-- Start of Data provided --

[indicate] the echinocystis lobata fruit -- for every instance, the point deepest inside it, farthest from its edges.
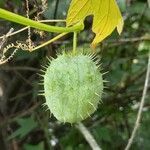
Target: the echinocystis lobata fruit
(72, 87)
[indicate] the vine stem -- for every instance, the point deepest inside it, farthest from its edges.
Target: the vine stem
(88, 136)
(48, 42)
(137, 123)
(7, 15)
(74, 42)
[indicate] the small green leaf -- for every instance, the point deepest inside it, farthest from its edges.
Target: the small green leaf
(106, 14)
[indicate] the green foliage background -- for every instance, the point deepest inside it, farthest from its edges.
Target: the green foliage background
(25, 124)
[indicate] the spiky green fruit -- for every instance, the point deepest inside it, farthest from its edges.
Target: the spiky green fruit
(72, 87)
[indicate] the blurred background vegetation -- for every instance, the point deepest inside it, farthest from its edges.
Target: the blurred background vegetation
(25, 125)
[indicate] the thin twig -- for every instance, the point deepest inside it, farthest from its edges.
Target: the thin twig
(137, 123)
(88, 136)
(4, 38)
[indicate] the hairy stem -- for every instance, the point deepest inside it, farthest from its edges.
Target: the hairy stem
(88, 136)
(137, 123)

-- End of Data provided --
-- Start of Data provided --

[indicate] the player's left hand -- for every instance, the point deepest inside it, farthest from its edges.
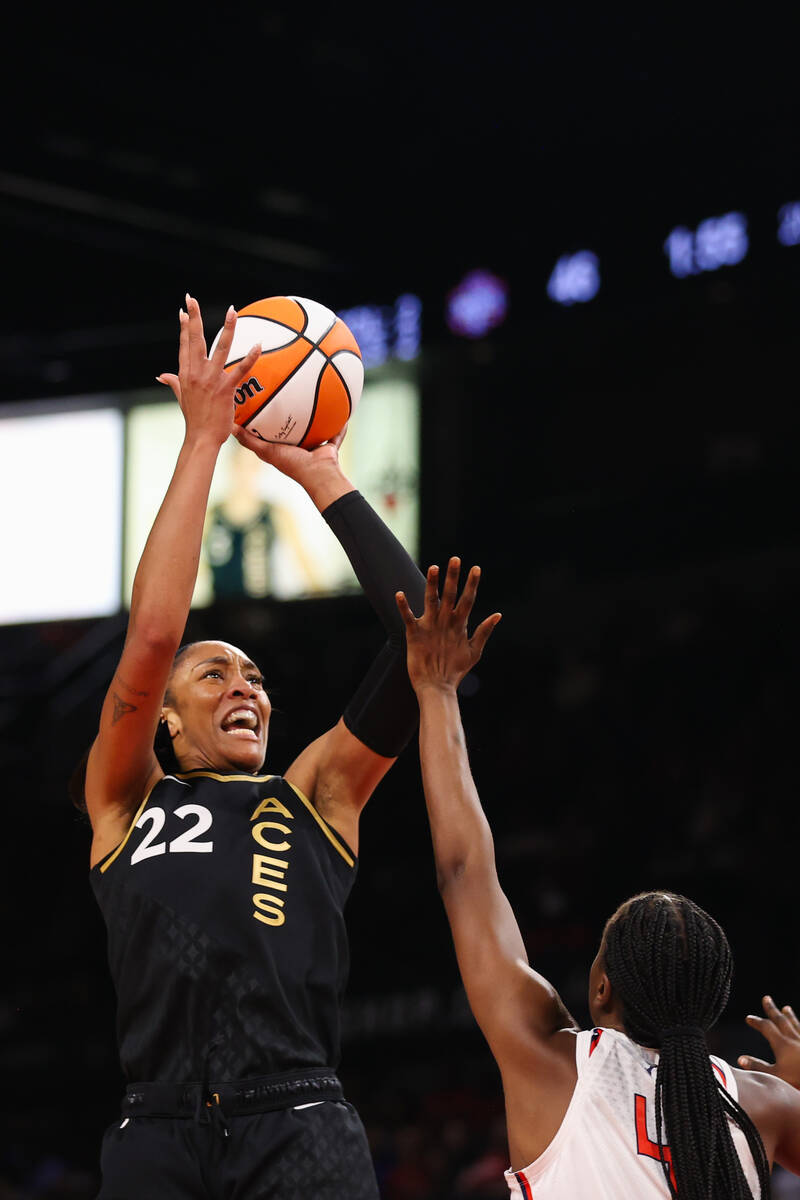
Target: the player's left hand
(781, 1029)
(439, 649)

-- End of Data provided --

*Exercise aim*:
Identify every line of the listing above that contains the string "twig", treating uppercase and lowercase letters as distinct, and copy each such line in full.

*Written answer*:
[indicate] the thin twig -- for every instance, the point deepest inside it, farthest from its edges.
Target: the thin twig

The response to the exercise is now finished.